Task brief — All the lines below should be set down exactly, with no picture carried into the copy.

===============

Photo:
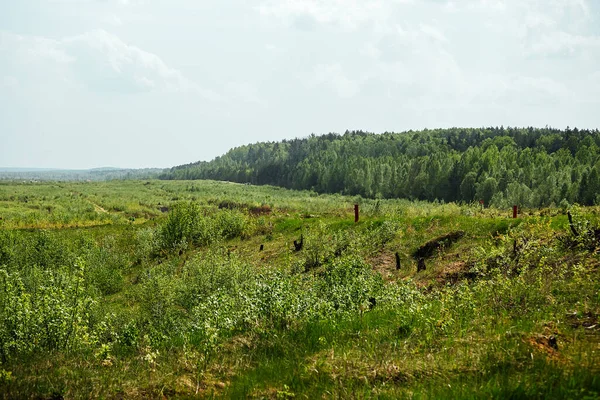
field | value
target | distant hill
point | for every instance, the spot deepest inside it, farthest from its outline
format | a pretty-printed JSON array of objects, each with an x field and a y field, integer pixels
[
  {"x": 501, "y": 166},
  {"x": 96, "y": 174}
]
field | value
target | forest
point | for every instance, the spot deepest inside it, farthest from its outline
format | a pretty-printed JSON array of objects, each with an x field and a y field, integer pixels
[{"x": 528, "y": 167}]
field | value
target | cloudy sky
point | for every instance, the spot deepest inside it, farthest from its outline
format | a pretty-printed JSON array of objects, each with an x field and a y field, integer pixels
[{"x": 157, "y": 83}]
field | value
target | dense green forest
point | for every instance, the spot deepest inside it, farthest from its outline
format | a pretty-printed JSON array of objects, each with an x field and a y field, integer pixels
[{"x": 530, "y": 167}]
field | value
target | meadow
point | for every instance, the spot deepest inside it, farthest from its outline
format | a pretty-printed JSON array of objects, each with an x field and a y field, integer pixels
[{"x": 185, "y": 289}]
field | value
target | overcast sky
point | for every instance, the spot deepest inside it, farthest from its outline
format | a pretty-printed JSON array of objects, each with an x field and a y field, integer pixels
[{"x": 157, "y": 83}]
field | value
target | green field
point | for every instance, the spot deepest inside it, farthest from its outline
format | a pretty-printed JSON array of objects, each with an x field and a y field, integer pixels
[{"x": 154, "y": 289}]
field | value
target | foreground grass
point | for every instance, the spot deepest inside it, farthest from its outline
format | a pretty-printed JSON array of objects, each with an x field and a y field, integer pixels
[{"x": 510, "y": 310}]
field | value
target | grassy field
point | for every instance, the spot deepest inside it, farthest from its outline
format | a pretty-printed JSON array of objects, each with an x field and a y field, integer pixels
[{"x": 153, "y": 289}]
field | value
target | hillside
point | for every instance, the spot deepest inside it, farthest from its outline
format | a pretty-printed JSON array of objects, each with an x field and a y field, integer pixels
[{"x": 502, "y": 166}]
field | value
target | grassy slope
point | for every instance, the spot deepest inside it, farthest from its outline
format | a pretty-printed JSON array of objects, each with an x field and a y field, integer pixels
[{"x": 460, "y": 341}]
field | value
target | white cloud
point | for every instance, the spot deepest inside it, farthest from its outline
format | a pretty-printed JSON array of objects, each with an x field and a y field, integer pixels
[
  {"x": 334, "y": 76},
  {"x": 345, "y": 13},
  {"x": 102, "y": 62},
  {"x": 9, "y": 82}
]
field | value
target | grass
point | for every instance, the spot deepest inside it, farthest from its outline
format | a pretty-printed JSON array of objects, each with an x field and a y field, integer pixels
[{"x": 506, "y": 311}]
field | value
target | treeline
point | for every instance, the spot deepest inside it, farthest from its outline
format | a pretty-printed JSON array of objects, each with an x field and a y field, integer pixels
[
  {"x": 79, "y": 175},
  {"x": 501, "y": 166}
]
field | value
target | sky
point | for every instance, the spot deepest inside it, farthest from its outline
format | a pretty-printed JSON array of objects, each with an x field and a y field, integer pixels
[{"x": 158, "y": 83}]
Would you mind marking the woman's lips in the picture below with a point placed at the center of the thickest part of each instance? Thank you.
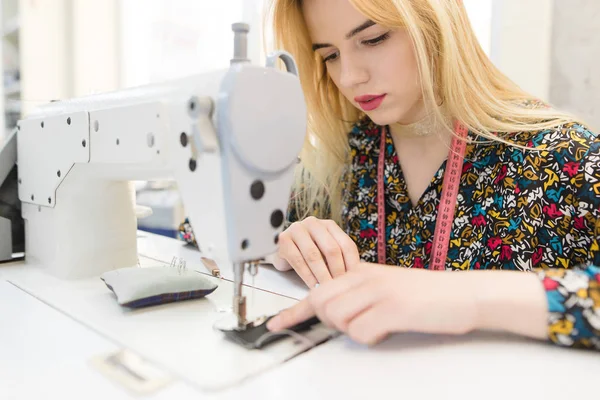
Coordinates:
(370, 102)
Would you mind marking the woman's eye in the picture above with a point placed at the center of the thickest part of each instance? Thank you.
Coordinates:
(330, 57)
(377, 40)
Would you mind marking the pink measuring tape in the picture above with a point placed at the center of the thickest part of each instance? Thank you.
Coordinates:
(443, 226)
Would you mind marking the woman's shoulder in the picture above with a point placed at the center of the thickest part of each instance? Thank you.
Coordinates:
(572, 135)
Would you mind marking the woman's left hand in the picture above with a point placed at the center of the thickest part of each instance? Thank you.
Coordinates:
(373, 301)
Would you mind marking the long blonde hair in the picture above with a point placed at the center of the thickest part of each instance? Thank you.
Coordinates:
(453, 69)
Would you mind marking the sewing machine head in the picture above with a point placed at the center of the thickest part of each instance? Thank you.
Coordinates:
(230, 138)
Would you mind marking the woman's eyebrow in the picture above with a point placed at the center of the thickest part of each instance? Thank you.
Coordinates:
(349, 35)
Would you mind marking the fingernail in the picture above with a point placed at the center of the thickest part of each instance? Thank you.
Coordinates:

===============

Output —
Photo:
field | value
target | distant hill
point | for every instance, the spot deepest inside it, farthest from its outline
format | a pretty-printed JSON array of objects, each with an x field and a y field, integer pixels
[
  {"x": 501, "y": 166},
  {"x": 96, "y": 174}
]
field | value
target | forest
point | for every instance, the spot deepest inside it, farthest from its outline
format | a pretty-printed JSON array of objects, each with an x field and a y field, integer pixels
[{"x": 528, "y": 167}]
field | value
target | cloudy sky
point | for every instance, the spot deepest inside it, farthest from its outline
format | a pretty-printed JSON array of objects, each with an x field and a y field, integer pixels
[{"x": 157, "y": 83}]
field | value
target | dense green forest
point | for every instance, the spot deepest inside it, farthest from its outline
format | a pretty-printed JSON array of objects, each with an x field and a y field, integer pixels
[{"x": 530, "y": 167}]
field | value
target | meadow
point | for every instance, the spot deepest inside it, farthest from its outline
format | a pretty-printed JSON array of objects, each with an x field and a y field, integer pixels
[{"x": 185, "y": 289}]
field | value
target | overcast sky
point | for every instance, the spot deepest inside it, farthest from its outline
format | a pretty-printed JSON array of objects, each with an x field and a y field, integer pixels
[{"x": 157, "y": 83}]
field | value
target | green field
point | for every instance, the spot deepest inside it, farthest from its outline
format | a pretty-printed JSON array of objects, each with an x field and a y field, integer pixels
[{"x": 154, "y": 289}]
field | value
target | foreground grass
point | for every instance, the spot deepest inside it, farthest from its outline
format | a pretty-printed JSON array of objects, each with an x field and a y field, integer pixels
[{"x": 510, "y": 310}]
field | value
target | grassy field
point | for every instance, the spot deepest inside it, farthest from its outline
format | a pretty-printed JSON array of objects, each with an x field and a y field, integer pixels
[{"x": 153, "y": 289}]
field | value
target | hillside
point | for every instance, the spot deepest inside it, farthest from its outline
format | a pretty-printed JSON array of objects, each with an x field and a y field, integer pixels
[{"x": 502, "y": 166}]
field | value
target | grassy slope
point | for every instance, the spot deepest inside it, farthest from its outline
format | a pretty-printed JSON array of objects, each with an x field and a y field, integer pixels
[{"x": 460, "y": 341}]
field | value
target | white cloud
point | for every instance, the spot deepest inside it, farthest from its outline
format | a pretty-printed JSON array of objects, each with an x field and a y field, integer pixels
[
  {"x": 334, "y": 76},
  {"x": 345, "y": 13},
  {"x": 102, "y": 62},
  {"x": 9, "y": 82}
]
field | value
target | grass
point | for every instance, the spot deepest inside it, farthest from its outline
format | a pretty-printed JSON array of objects, each with an x field and a y field, integer pixels
[{"x": 506, "y": 311}]
field | value
target | treeline
point | for every instance, the spot deepest inside it, farthest from its outline
format | a pretty-printed JSON array of objects, each with an x field and a y field, integer pixels
[
  {"x": 79, "y": 175},
  {"x": 501, "y": 166}
]
field | value
target | sky
point | for every instance, the spot deepest inside it, farthest from its outline
format | a pretty-printed JSON array of objects, each with an x field and a y field, integer pixels
[{"x": 158, "y": 83}]
Would you mind marking the woman's lips in the picture below with a point placed at the center of the thickest part of each instance? Thank you.
Coordinates:
(370, 102)
Would you mind marking the woman's eye in the picture above with a point placed at the center of the thickest part of each instance? Thank you.
Coordinates:
(330, 57)
(377, 40)
Would you mind marking the pink measuring tape in the picture above with a point placed at the center of the thickest part of each instance? Thank you.
Coordinates:
(443, 226)
Would you mind marking the woman's shoulder in the picture above with a point placed at the center of the thickest part of each instance? Thank you.
Coordinates:
(572, 135)
Would you mind marking the woman's left hand in the picture above with a point placed at the center of the thickest part of each instance? Thank you.
Coordinates:
(373, 301)
Would you mind marking the long blonde hair in the picture above with a point placed at the center of the thickest part of each instance? Thank you.
Coordinates:
(453, 69)
Would you mind marking the sewing machine head in the picture above with a point placed at the center of the thickest part of each instance? Thank you.
Coordinates:
(230, 138)
Would you mind marking the woman's eyebrow in the picture above with a point placed at the center of the thickest part of each instance? Thank you.
Coordinates:
(349, 35)
Would you mind marking the fingernail in the picture above with a point placed at the center of the thickest part of each instance? Thank you.
Coordinates:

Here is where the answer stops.